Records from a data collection
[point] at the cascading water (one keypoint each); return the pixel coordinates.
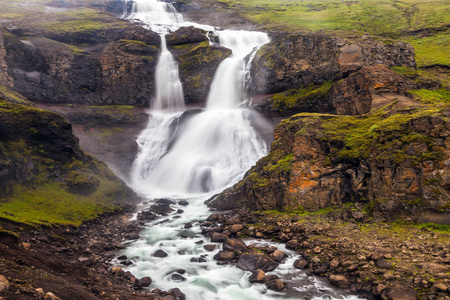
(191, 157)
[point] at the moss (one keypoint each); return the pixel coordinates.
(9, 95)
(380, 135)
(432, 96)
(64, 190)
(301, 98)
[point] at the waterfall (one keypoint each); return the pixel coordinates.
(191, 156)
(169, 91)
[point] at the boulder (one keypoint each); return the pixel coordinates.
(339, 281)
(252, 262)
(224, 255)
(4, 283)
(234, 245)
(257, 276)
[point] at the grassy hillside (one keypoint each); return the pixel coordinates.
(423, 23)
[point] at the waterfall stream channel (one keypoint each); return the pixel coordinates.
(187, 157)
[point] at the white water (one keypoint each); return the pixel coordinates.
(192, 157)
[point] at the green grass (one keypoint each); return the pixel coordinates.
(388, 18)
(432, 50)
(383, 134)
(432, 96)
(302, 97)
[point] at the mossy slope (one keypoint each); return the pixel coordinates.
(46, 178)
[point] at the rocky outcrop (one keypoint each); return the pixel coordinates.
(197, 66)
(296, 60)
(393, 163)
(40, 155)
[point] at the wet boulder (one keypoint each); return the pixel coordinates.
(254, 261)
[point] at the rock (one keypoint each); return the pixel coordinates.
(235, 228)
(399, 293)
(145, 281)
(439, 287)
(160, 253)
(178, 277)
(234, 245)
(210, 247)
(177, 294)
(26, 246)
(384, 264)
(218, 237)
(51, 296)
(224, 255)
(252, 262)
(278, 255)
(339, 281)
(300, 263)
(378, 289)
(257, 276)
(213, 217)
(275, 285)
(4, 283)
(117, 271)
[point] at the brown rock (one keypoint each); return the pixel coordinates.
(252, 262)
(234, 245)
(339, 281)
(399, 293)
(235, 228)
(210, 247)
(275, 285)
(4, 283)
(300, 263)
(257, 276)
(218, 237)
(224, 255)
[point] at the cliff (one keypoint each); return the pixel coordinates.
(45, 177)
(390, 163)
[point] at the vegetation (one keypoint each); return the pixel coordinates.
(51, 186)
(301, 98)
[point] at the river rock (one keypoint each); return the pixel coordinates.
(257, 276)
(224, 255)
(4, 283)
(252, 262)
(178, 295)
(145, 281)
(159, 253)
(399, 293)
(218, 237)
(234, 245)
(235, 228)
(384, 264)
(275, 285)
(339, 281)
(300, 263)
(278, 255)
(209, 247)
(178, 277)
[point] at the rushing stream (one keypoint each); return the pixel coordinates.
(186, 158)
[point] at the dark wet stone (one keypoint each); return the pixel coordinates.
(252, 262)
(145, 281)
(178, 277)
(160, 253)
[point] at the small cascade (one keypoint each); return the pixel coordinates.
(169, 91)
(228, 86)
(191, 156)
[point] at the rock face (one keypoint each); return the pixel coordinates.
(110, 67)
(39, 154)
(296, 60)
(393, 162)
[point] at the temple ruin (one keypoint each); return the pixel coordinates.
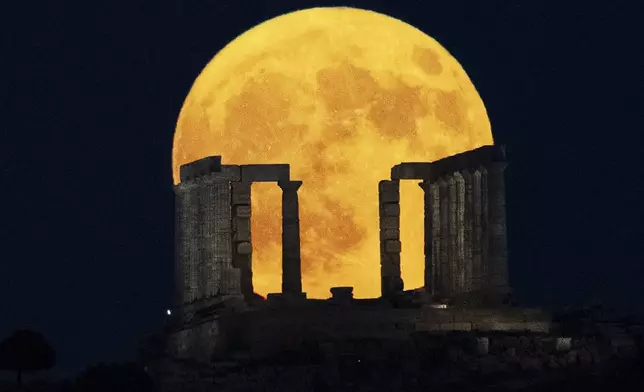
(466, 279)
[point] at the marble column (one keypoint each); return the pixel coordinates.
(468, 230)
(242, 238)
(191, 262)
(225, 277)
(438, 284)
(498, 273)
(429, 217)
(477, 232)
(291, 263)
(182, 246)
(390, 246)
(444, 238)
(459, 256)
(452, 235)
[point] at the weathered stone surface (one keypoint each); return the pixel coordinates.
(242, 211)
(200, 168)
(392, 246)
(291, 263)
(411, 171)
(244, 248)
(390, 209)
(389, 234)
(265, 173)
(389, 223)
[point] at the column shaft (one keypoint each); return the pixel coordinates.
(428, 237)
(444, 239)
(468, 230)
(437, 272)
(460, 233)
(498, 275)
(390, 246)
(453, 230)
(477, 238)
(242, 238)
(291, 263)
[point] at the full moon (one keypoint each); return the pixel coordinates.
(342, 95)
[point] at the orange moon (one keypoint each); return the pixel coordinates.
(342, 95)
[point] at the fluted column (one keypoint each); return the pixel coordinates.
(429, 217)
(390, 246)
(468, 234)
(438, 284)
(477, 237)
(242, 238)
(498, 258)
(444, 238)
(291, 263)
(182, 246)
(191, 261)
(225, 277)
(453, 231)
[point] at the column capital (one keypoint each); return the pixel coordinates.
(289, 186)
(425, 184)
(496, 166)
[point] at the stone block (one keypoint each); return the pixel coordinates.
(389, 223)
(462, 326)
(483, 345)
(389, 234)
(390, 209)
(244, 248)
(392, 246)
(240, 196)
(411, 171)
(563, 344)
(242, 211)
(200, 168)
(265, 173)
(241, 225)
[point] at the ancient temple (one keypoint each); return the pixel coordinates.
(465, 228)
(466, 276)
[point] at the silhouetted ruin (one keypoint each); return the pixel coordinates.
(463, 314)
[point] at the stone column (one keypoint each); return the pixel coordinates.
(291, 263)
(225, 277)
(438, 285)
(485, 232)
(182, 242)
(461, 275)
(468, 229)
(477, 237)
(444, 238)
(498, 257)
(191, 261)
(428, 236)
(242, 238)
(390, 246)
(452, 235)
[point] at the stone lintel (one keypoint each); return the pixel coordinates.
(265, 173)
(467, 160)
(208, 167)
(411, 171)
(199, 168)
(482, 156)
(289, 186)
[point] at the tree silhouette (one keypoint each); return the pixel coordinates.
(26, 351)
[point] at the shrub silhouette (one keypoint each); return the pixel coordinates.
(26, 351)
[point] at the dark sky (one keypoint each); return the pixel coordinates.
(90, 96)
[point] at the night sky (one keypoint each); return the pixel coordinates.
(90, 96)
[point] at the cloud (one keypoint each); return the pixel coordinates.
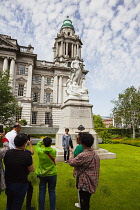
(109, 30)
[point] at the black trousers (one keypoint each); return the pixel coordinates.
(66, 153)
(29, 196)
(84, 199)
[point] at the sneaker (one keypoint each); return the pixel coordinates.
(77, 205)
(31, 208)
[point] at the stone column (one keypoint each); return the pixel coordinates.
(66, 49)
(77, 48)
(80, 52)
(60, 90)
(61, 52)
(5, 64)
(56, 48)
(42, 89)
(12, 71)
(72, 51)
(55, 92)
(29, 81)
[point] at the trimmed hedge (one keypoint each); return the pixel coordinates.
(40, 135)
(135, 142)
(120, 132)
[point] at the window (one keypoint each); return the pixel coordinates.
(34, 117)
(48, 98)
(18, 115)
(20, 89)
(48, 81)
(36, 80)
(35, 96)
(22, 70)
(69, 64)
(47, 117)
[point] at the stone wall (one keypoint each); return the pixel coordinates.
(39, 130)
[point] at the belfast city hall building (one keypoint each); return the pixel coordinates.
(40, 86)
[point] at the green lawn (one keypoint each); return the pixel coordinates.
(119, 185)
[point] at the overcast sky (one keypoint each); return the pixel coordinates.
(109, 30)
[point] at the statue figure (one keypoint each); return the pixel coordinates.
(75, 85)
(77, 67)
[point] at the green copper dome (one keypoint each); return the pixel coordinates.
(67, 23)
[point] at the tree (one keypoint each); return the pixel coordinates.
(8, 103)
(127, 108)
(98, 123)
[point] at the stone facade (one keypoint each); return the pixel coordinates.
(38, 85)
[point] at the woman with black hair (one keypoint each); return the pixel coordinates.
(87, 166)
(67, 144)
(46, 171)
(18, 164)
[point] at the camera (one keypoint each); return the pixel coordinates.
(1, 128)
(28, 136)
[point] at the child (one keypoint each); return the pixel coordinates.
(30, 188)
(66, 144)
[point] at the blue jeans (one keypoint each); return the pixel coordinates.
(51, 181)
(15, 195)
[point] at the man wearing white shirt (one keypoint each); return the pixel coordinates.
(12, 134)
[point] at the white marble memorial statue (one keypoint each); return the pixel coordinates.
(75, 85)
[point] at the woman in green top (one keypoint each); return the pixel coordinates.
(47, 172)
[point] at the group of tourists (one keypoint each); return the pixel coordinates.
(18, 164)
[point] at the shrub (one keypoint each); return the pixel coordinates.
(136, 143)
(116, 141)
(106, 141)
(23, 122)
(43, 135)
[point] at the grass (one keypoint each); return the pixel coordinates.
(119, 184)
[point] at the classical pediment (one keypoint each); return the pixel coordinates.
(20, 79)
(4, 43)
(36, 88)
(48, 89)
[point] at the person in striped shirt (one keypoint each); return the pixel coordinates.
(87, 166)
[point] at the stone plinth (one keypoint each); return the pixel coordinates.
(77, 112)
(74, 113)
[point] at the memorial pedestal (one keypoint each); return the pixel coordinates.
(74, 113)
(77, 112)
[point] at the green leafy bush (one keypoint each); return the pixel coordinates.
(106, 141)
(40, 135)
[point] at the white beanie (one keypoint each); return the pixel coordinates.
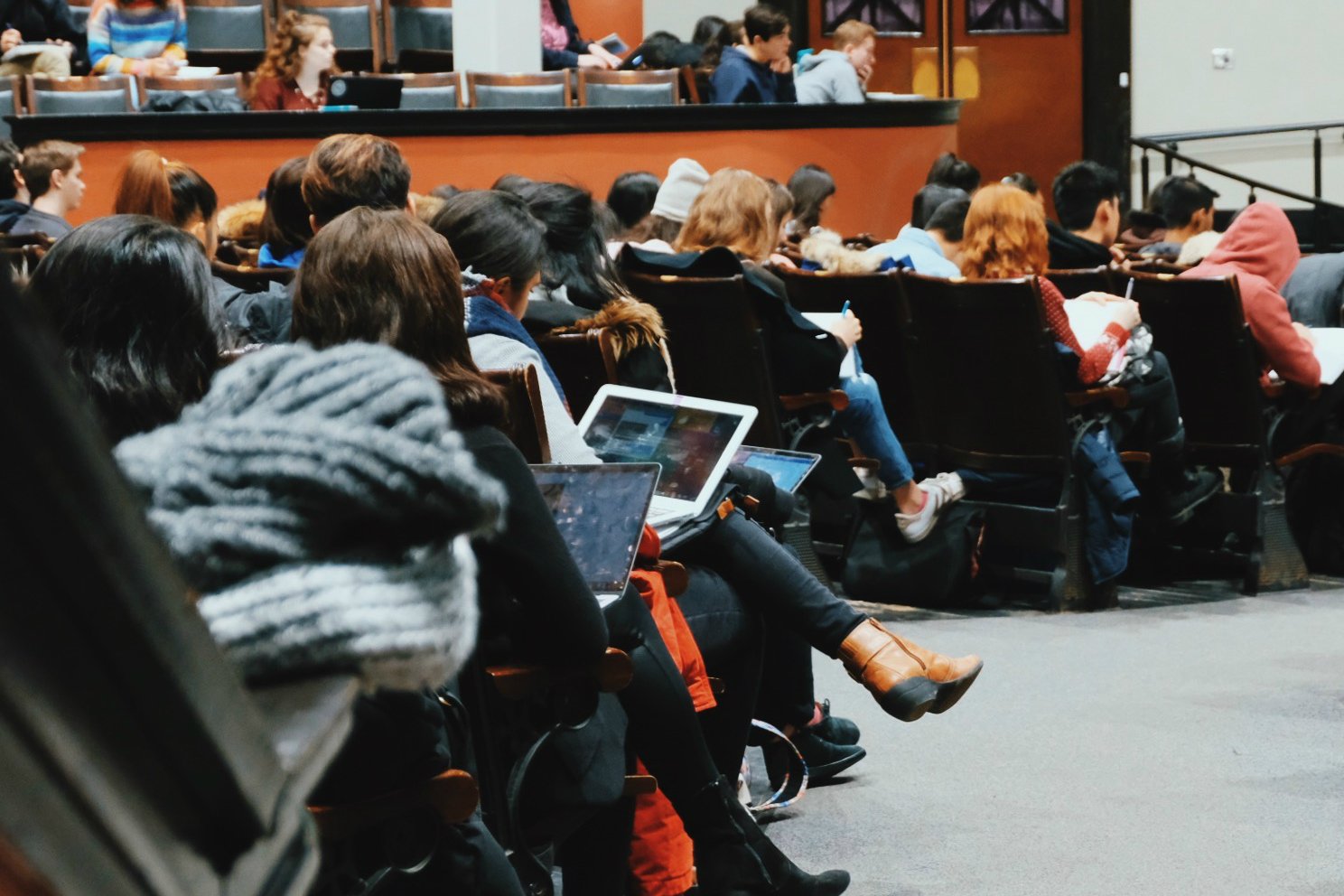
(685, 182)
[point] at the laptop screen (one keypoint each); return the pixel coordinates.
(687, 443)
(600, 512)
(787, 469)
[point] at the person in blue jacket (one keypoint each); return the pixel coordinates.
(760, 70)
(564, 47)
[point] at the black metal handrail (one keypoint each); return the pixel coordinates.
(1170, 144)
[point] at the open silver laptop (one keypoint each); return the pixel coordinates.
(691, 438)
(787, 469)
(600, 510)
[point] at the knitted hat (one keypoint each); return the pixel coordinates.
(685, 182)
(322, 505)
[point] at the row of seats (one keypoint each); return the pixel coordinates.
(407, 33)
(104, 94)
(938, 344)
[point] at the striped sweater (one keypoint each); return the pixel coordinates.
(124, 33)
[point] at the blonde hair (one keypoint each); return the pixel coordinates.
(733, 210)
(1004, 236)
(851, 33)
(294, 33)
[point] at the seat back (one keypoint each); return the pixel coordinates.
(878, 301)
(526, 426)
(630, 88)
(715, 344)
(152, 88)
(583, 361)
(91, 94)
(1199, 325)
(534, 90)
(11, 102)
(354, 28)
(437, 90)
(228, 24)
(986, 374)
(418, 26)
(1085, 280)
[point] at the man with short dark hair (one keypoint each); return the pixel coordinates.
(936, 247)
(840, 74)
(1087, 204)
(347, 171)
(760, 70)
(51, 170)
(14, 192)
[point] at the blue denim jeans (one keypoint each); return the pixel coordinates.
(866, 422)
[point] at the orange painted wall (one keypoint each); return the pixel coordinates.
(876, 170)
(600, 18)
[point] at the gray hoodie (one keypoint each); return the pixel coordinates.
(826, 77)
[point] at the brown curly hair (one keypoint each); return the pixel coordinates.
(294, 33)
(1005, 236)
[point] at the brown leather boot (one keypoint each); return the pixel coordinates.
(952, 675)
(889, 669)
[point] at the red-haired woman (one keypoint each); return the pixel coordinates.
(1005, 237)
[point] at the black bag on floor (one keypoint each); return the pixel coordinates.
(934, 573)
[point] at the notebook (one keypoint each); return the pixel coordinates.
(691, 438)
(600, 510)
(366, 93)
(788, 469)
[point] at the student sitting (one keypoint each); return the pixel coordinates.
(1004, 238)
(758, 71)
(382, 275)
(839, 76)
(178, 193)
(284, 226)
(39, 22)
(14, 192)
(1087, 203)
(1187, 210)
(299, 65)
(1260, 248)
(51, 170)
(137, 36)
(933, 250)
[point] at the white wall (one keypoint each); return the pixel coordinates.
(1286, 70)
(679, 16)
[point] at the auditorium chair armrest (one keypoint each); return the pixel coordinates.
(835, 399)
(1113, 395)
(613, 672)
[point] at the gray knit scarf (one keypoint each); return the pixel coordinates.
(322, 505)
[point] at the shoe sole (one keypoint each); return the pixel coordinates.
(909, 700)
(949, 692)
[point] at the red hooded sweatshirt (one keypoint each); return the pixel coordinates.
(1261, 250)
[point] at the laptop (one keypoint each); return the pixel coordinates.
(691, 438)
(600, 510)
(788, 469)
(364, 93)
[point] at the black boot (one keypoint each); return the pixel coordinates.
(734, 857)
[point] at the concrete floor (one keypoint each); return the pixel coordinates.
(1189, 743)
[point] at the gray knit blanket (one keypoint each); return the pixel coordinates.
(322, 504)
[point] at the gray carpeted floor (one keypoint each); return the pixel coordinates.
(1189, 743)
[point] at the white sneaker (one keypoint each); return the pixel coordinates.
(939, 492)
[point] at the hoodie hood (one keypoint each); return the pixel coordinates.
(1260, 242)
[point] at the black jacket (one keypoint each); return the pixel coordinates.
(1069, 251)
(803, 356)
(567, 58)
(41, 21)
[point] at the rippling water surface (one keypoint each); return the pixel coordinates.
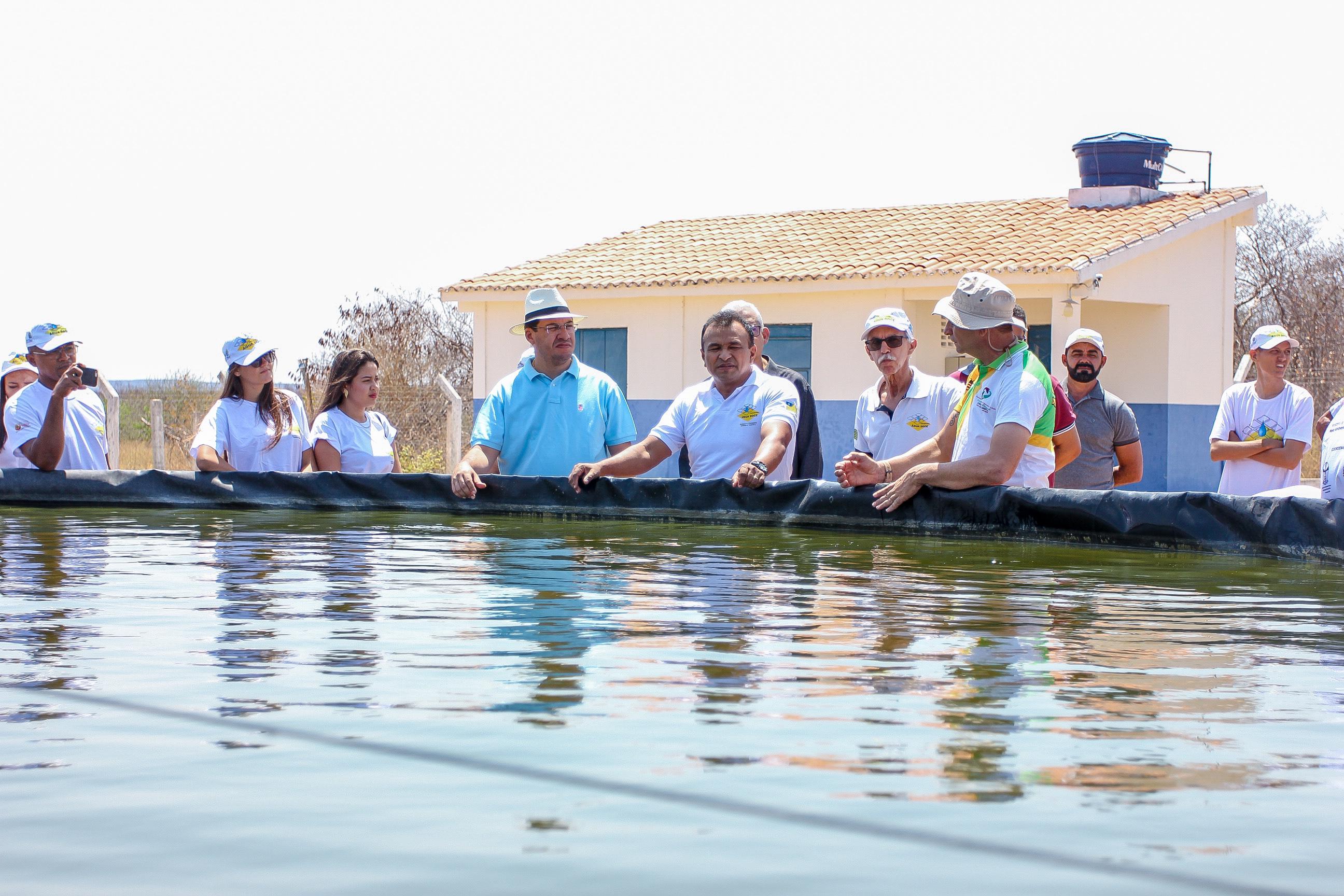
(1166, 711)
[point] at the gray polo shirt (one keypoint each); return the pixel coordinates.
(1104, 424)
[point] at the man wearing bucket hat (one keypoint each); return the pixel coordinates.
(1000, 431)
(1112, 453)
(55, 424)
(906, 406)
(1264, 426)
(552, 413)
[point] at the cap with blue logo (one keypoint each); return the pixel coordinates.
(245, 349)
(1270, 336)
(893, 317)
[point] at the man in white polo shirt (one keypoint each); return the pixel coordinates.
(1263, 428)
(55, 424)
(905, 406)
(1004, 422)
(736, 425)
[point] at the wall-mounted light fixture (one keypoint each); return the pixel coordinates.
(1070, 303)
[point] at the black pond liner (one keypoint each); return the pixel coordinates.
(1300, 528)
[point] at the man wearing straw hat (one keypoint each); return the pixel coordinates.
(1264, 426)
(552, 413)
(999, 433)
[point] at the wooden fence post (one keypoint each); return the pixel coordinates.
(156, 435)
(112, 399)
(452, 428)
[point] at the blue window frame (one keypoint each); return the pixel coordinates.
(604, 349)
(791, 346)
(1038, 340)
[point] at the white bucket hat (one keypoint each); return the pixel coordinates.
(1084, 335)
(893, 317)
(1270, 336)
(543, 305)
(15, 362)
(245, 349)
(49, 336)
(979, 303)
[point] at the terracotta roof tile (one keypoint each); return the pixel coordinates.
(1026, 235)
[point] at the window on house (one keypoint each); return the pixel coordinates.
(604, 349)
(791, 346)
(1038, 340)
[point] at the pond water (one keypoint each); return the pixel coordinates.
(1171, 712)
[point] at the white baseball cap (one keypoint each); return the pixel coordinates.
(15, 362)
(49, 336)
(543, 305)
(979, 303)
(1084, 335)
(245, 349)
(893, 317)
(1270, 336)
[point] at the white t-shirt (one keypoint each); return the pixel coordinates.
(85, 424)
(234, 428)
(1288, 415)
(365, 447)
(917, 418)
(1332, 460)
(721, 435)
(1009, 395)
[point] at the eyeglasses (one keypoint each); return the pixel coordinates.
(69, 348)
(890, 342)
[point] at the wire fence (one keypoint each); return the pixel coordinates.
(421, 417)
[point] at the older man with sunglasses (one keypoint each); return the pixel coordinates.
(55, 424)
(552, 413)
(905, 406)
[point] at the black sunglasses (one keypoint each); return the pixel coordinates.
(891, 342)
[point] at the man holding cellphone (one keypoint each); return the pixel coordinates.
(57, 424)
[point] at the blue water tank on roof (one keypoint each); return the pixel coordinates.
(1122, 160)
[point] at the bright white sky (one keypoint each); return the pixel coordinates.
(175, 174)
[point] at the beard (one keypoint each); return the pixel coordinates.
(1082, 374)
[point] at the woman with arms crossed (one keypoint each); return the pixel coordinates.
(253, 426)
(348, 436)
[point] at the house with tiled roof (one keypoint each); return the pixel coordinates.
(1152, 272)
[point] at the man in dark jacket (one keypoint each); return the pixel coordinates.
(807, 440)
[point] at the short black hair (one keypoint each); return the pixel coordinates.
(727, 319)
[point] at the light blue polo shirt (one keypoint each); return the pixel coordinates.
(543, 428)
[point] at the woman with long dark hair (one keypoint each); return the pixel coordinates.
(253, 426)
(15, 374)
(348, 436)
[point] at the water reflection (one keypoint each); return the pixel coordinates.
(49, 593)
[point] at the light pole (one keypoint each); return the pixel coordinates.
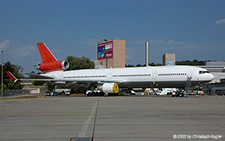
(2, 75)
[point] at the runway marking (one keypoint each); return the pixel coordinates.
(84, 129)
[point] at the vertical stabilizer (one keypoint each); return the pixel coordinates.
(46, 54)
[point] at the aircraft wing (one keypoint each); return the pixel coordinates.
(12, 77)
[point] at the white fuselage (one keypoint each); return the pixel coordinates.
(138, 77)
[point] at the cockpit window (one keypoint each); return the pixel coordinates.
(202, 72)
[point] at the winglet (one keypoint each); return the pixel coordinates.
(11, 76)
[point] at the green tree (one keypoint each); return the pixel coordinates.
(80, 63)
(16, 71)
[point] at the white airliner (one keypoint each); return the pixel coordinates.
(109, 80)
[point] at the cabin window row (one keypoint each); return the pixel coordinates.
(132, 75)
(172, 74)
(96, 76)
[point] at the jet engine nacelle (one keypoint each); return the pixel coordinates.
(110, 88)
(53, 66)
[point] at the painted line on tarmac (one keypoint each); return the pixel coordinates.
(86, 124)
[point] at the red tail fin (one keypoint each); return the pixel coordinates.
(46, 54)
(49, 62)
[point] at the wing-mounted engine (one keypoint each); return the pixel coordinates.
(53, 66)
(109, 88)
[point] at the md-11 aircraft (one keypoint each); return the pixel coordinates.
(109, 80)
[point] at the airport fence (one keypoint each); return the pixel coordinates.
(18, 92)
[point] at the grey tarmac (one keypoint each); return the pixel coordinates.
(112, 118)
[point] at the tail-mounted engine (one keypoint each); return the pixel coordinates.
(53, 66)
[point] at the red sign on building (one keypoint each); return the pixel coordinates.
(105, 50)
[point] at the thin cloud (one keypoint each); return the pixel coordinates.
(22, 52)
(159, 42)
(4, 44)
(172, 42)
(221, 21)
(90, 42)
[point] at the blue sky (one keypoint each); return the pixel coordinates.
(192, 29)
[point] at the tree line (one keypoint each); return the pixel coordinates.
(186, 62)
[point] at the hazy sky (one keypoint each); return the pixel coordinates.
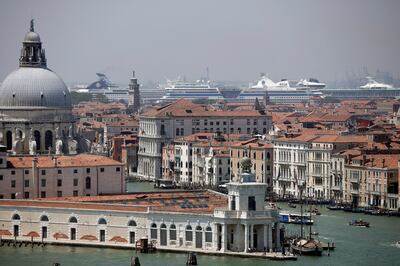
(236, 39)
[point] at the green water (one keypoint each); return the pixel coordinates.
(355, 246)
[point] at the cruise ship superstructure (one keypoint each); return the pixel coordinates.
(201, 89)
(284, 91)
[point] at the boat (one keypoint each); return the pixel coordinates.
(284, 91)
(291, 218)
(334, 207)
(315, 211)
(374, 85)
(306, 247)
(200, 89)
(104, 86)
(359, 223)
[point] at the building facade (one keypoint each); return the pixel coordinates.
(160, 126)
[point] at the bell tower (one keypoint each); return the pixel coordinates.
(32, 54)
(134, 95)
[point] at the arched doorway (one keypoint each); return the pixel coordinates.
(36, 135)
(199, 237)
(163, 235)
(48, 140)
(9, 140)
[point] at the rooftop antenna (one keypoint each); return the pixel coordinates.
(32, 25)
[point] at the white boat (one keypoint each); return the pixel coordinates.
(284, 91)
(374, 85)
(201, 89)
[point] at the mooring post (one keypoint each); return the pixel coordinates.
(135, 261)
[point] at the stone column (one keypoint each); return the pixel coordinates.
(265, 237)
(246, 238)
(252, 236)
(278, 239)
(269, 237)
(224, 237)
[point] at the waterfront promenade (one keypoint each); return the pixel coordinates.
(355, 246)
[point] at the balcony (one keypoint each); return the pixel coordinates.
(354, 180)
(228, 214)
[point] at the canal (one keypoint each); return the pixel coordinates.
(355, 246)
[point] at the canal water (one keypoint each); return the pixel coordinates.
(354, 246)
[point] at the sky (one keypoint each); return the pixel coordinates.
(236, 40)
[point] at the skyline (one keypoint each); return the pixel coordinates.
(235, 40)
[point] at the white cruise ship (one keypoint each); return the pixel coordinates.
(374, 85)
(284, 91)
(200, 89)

WRITTEN TASK: Quote the line that contains "[point] at the rooftop" and each line after it through the end of the data, exactly, leaving out everything else.

FINAL RESULT:
[point] at the rooftop antenna (one keypoint each); return the pixel coordinates.
(32, 25)
[point] at the white boat (one keypoint each); return the pixel coordinates.
(284, 91)
(374, 85)
(201, 89)
[point] at the mooring post (one keypoint each); return the pixel coordinates.
(135, 261)
[point] at the stone column (one keypoint each); return the pixel coordinates.
(265, 237)
(246, 238)
(252, 236)
(278, 239)
(269, 237)
(224, 237)
[point] at the waterfront promenade (one keypoint each); return the pixel coordinates.
(355, 246)
[point] at the balcony (one keypoint each); return the pixel coordinates.
(354, 180)
(228, 214)
[point] at the canal (one keypoint each); return the pixel coordinates.
(355, 246)
[point] at the canal water (one keypoint each); return the pixel coordinates.
(354, 246)
[point] at the sky (one keypoint each); return the pixel coordinates.
(236, 40)
[point] at the skyline (one keypoint each); return the pixel coordinates.
(235, 40)
[point] at the white cruise ship (one keypoint each); return the pixel coordinates.
(374, 85)
(284, 91)
(200, 89)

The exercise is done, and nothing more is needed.